** AIM OF THE EXERCISE **
Which lines in the records below contain the word "mountain"? Pull out each of those lines and copy it in full.

======== RAW RECORDS

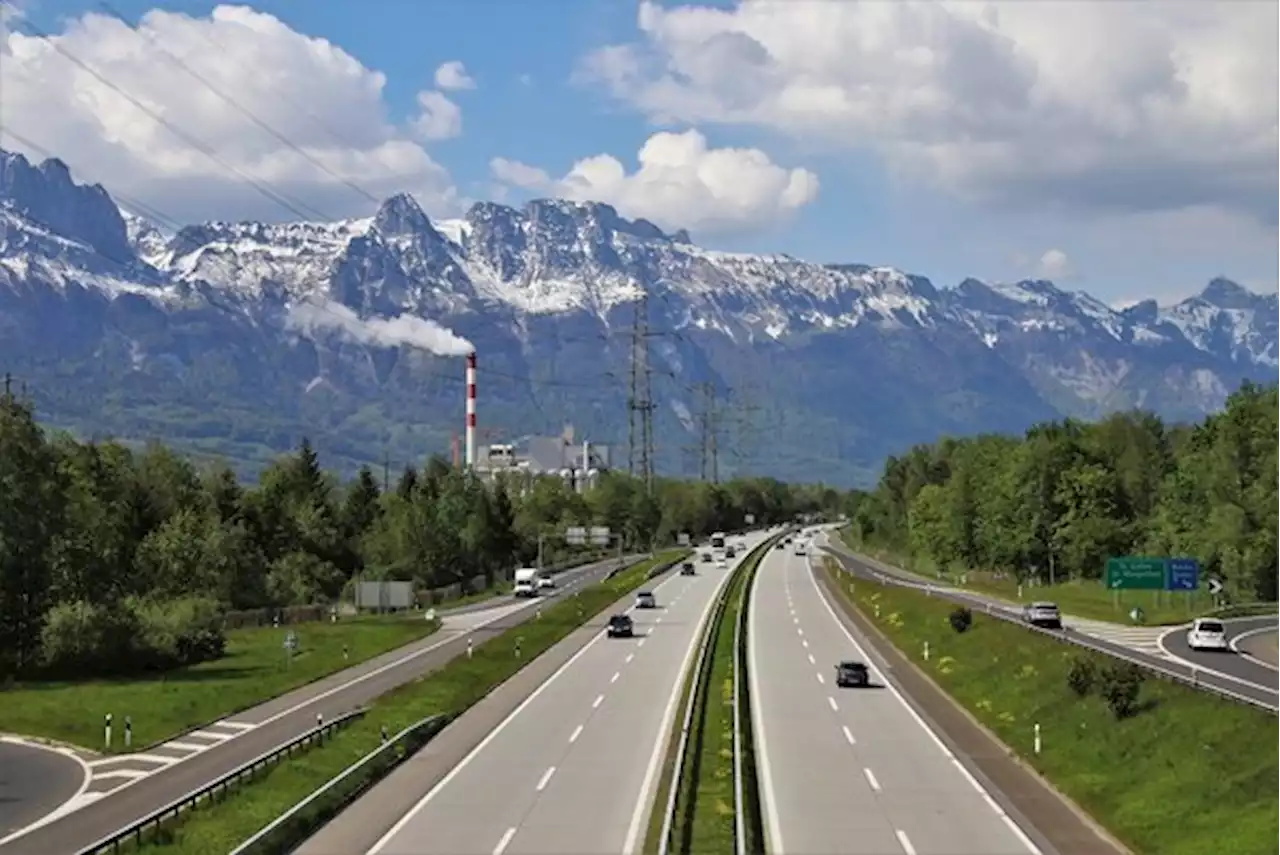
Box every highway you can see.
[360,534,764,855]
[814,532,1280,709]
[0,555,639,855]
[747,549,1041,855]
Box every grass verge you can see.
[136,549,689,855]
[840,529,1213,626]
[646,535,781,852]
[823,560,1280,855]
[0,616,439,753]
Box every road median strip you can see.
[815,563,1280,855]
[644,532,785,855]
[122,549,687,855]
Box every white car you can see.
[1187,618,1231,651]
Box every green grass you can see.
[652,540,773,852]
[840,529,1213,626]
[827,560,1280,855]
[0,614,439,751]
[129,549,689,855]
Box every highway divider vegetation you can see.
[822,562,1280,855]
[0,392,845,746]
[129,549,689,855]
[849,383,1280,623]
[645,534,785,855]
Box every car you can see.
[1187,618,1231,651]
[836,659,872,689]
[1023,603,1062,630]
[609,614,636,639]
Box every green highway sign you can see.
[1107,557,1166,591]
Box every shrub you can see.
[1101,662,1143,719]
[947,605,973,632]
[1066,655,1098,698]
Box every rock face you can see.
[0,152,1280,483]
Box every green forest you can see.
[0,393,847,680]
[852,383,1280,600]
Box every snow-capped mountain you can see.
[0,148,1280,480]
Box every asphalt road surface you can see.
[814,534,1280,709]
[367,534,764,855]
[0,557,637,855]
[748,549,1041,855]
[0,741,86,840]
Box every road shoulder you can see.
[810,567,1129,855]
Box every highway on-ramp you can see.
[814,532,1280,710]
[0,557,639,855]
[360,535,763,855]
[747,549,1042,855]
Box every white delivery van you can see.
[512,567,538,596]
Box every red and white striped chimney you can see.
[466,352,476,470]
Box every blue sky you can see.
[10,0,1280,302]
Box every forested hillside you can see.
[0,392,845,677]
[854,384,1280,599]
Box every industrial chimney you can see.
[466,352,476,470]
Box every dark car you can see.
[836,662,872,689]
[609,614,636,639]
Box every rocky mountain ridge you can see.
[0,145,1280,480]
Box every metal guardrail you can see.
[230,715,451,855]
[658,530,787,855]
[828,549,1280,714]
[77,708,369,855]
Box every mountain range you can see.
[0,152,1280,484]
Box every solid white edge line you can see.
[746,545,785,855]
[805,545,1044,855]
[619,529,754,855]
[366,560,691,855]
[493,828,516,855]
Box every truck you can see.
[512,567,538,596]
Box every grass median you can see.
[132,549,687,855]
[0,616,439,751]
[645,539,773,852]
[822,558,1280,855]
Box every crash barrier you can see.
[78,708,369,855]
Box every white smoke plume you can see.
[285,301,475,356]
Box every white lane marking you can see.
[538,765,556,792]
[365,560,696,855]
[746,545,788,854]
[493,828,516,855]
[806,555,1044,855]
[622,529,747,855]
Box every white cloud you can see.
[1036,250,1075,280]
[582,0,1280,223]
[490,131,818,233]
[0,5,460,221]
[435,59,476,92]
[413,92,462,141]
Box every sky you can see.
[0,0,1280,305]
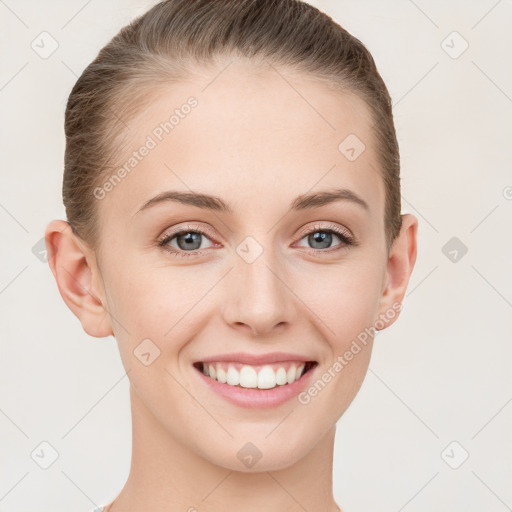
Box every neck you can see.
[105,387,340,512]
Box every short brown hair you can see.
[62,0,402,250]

================

** ANSWER FOR THIS EXERCISE **
Box every snow-capped mountain you can see.
Box every rocky mountain ridge you can see.
Box every mountain range you can see.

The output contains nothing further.